Source records:
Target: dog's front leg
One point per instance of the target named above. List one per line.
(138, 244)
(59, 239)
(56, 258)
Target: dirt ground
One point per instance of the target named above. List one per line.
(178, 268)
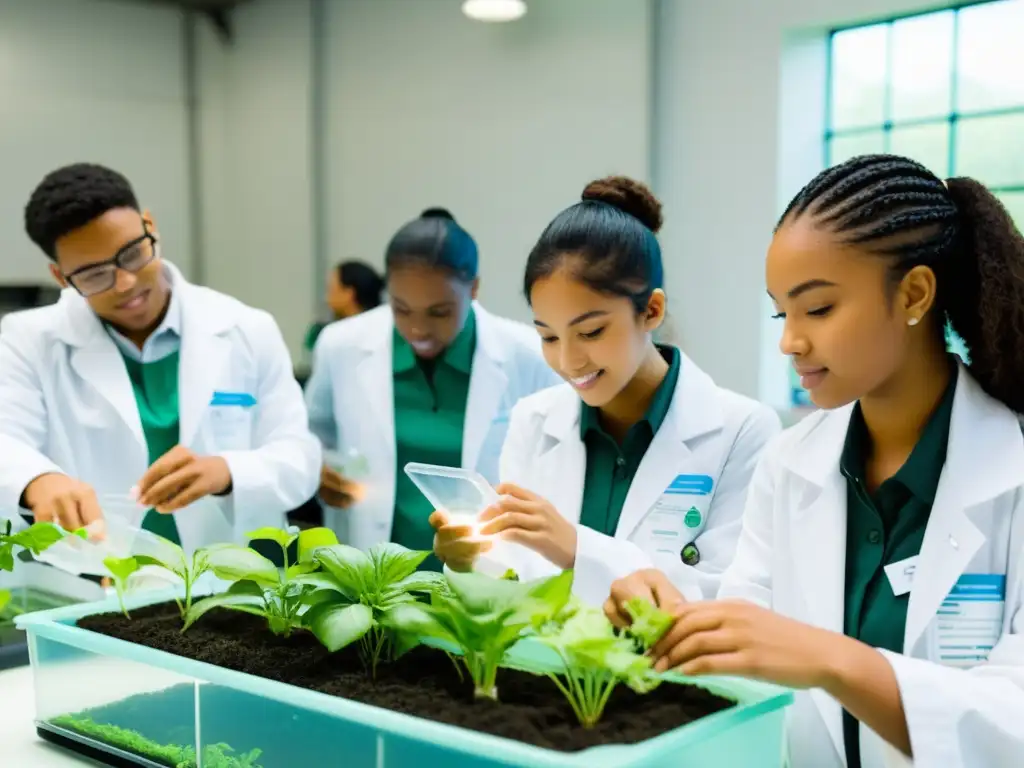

# [GOAL OF THE EXERCISE]
Give an exact copy of the entries, excluding all pictures.

# [WRITTEN RESPONSE]
Target: dog's front leg
One point per instance of the target named above. List one per line.
(138, 244)
(59, 239)
(56, 258)
Target: dirt ground
One point per instance of the target named above. List one per line.
(178, 268)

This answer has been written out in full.